What is being asked
In the CS 15-212 course schedule, which non-imperative programming language do the programming techniques lectures currently use? Please answer in a few words.

Selected excerpt
▽

CS 15-212: Principles of Programming
(Spring 2009)

Schedule of Classes

In this course, there will be two types of lectures:

Problem solving lectures are listed below with a blue background. They will look at Computer Science problems from a mathematical perspective, emphasizing an abstract, logical, understanding of problems and solutions. You will not see a single line of code in these lectures. Each problem solving lecture is followed by a problem solving recitation (in light blue) dedicated to reinforcing the introduced concepts through exercises.
Programming techniques lectures are listed with a green background. They serve two purposes: first they introduce some advanced, but language-independent, programming concepts (e.g., polymorphism and modularity); second they expose you to a non-imperative programming language, currently ML. Here, we will use the abstract problem solving techniques you have learned in the blue lectures and the advanced programming concepts to solve real problems. Each programming techniques lecture is followed by a programming techniques recitation (in light green) dedicated to reinforcing the introduced concepts through exercises.

At a glance ...

△

Given data
▽

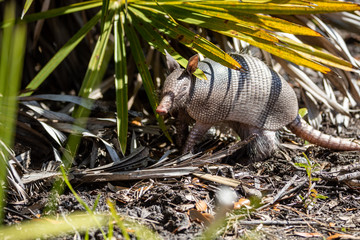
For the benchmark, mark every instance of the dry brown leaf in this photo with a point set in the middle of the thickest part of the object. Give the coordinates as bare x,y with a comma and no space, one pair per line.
308,235
201,206
341,236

△

Result of this exercise
ML